PAGE TEXT →
SUMMARY
The aim of this work is to assess the clinical and functional outcome of patients who underwent different types of neck dissection, with special regards to the spinal accessory nerve, trapezius muscle and shoulder function. From February 2008 to July 2010, we evaluated 17 cases of neck dissection in patients affected by laryngeal carcinoma clinically staged N0. We performed selective neck dissection (IIA-IIBIII- IV) in 11 cases (group A) and superselective neck dissection in 6 cases (group B). All patients underwent clinical examination before surgery to evaluate shoulder function. They also underwent functional evaluation of the spinal accessory nerve through electromyography (study of muscular activity) and electroneurography (study of motor action potential). Patients were evaluated before surgery (T0), 8 days after surgery (T1) and 21 days after surgery (T2). In all cases, at the end of surgery it was possible to assess the integrity of the spinal accessory nerve. The average value of the MAP was 13.06 in group A and 10.98 in group B at T0. Eight days after surgery (T1) the value of MAP was reduced to 1.35 in group A and 6.15 in group B. Electromyography evaluation showed signs of denervation in 6 cases in group A and in 2 cases in group B. Voluntary activity was not detectable in 6 cases in group A, while it was present, even if reduced, in all cases in group B. At 21 days after surgery (T2), we found a value of MAP of 1.03 in group A and 6.43 in group B. Electromyography showed signs of denervation in 10 patients in group A and in 3 cases in group B. Voluntary activity was not detectable in 10 cases in group A, while it was present in all cases in group B. The arm abduction test was 2.5 in group A and 4.0 in group B. Neck dissection quality of life questionnaire showed a value of 24.17 in group A and a value of 25.5 in group B. Our data thus confirm that surgical manipulation of the nerve may be associated with severe impairment of nerve conduction when sublevel IIB is involved in the dissection.
KEY WORDS: Neck dissection, Spinal accessory nerve dysfunction, Shoulder disability
RIASSUNTO
Scopo di questo lavoro è stato valutare l'outcome clinico e funzionale di pazienti sottoposti a svuotamento linfonodale laterocervicale per tumori laringei in stadio clinico N0. In particolare l'attenzione è stata focalizzata sul nervo accessorio spinale e sulla funzionalità della spalla. Da Febbraio 2008 a Luglio 2010 sono stati studiati 17 casi di svuotamento linfonodale laterocervicale; in 11 casi è stato eseguito uno svuotamento selettivo (livelli IIA-IIB-III-IV)(gruppo A) e in 6 casi uno svuotamento superselettivo (livelli IIA-III-IV) (gruppo B). I pazienti sono stati valutati prima dell'intervento (T0) con un test clinico e con uno studio elettroneurografico (valutazione dell'attività muscolare) ed elettromiografico (studio del potenziale d'azione motorio). Quest'ultimo è stato ripetuto a 8 giorni (T1) e a 21 giorni (T2) dall'intervento. Una valutazione clinica è stata effettuata a distanza di un mese mediante il "neck dissection quality of life questionnaire" e l'"Arm abduction test". Nello studio elettroneurografico a T0 il valore medio del potenziale d'azione motorio (MAP) è risultato 13,06 nel gruppo A e 10,98 nel gruppo B. A T1 il MAP risultava 1,35 nel gruppo A e 6,15 nel gruppo B. Lo studio elettromiografico ha mostrato segni di denervazione in 6 casi del gruppo A e in 2 casi del gruppo B. L'attività volontaria non era registrabile in 6 casi del gruppo A mentre era presente, seppur ridotta, in tutti i casi del gruppo B. A T2 il valore del MAP è risultato di 1,03 nel gruppo A e di 6,43 nel gruppo B. L'elettromiografia ha confermato i segni di denervazione in 10 casi del gruppo A e in 3 casi del gruppo B. L'attività volontaria non era registrabile in 10 casi del gruppo A ed era invece presente in tutti i casi del gruppo B. L'"arm abduction" test è risultato di 2,5 nel gruppo A e 4 nel gruppo B. Il "Neck dissection quality of life questionnaire" ha mostrato un valore di 24,17 nel gruppo A e di 25,5 nel gruppo B. I nostri dati confermano che la manipolazione chirurgica del nervo accessorio può determinare una severa disfunzione quando il sottolivello IIB è compreso nella dissezione.

DATA TO EXAMINE →

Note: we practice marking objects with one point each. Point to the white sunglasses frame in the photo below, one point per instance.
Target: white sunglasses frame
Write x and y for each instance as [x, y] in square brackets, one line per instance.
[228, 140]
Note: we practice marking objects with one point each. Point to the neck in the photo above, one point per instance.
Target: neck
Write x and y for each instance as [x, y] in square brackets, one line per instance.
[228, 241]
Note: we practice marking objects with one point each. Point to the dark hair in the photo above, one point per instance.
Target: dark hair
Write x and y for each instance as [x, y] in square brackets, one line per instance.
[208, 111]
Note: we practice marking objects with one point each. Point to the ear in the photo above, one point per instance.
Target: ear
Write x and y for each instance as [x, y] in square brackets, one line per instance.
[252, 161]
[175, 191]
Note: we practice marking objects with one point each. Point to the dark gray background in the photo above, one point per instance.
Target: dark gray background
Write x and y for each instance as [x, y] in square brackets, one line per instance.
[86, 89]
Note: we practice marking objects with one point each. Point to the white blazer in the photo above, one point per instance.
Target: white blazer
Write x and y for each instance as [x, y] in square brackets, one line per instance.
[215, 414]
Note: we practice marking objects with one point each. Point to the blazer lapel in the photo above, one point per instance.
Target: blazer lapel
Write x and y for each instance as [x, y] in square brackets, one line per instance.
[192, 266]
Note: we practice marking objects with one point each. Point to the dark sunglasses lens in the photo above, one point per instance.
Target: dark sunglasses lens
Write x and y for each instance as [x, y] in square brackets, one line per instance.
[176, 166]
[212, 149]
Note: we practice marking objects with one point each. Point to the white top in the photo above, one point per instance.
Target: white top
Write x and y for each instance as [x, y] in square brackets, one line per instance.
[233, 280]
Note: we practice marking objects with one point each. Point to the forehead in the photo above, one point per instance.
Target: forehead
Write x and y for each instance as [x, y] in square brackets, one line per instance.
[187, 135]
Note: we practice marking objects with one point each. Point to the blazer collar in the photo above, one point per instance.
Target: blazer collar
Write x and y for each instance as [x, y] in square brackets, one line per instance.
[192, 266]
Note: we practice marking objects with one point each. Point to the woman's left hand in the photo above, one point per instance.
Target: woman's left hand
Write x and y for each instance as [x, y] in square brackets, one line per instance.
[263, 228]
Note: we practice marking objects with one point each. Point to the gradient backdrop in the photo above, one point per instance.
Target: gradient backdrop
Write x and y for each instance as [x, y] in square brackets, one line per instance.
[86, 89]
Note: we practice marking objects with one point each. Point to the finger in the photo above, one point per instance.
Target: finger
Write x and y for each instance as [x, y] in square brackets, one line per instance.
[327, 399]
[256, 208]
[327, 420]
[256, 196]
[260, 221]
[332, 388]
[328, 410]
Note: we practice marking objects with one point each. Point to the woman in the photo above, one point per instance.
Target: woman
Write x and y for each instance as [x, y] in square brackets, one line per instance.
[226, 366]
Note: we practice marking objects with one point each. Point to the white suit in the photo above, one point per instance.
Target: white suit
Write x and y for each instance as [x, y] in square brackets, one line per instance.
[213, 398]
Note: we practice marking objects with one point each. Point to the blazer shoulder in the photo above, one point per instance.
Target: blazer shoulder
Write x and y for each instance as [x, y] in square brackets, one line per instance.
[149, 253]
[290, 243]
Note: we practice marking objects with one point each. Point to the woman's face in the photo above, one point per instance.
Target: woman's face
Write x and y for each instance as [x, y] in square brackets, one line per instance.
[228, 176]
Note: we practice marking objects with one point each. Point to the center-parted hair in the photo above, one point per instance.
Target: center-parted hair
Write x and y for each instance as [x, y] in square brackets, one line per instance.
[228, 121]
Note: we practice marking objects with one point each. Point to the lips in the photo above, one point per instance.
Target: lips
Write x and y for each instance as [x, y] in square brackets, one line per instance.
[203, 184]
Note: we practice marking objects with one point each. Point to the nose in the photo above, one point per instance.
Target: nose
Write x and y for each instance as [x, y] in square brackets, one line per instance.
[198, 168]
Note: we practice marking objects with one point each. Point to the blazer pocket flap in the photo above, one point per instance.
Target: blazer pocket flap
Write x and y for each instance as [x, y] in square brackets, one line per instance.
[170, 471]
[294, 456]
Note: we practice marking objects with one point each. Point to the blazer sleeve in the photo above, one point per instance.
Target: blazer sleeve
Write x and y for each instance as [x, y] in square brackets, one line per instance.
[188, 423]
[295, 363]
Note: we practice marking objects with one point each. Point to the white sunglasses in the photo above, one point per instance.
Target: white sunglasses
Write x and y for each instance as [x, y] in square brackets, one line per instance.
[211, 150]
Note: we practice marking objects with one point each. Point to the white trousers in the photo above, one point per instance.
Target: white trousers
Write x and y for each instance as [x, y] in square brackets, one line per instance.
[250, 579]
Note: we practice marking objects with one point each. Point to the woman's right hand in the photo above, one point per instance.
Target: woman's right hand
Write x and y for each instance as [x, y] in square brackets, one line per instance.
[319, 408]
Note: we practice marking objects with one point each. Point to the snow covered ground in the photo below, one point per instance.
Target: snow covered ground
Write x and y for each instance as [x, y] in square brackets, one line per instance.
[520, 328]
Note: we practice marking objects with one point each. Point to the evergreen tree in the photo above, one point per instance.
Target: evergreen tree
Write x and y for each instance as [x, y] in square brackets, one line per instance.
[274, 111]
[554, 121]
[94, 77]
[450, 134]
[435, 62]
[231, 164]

WHAT TO PRODUCE →
Answer these from the neck dissection study:
(a) How many cases made up group B, and which type of neck dissection did they undergo?
(b) What was the MAP value in group A eight days after surgery?
(c) What was the arm abduction test result in group B?

YOUR RESPONSE →
(a) Six cases; superselective neck dissection.
(b) 1.35.
(c) 4.0.